== The request ==
Rewrite every line of the records below in full, keeping all the wording, and shift each coordinate value in the answers by -55. Leave the pictures out of your version.

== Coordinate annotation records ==
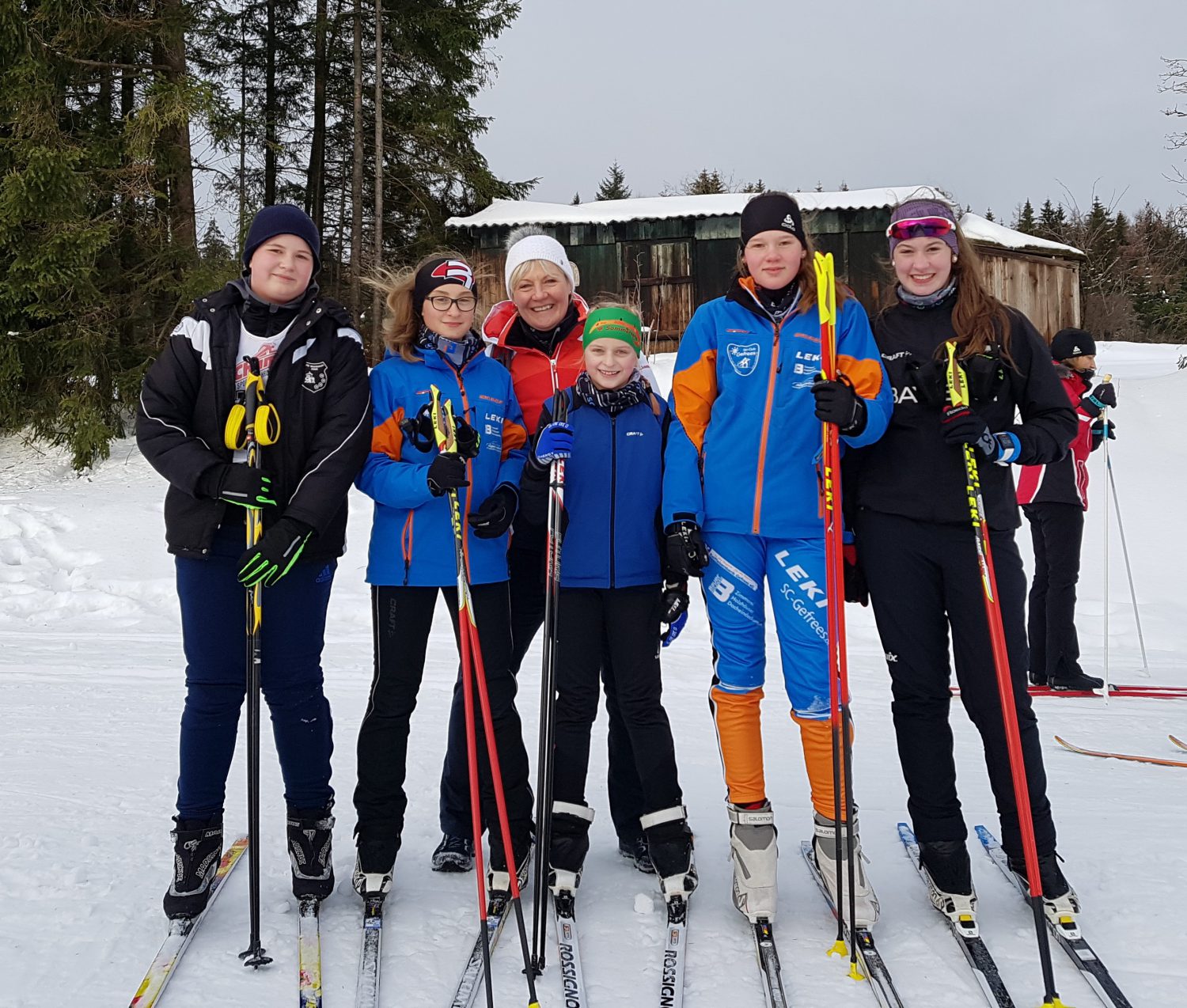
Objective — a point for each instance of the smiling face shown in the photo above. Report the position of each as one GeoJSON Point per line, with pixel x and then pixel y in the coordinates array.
{"type": "Point", "coordinates": [923, 265]}
{"type": "Point", "coordinates": [453, 323]}
{"type": "Point", "coordinates": [280, 268]}
{"type": "Point", "coordinates": [541, 294]}
{"type": "Point", "coordinates": [610, 362]}
{"type": "Point", "coordinates": [773, 259]}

== Final result ==
Objective — a point for each instance of the smiling face shown in the photo above. Report the position of each as one GeoJSON Point per line, with pixel x and then pixel y in the coordinates array.
{"type": "Point", "coordinates": [868, 210]}
{"type": "Point", "coordinates": [398, 268]}
{"type": "Point", "coordinates": [225, 213]}
{"type": "Point", "coordinates": [486, 239]}
{"type": "Point", "coordinates": [555, 307]}
{"type": "Point", "coordinates": [718, 204]}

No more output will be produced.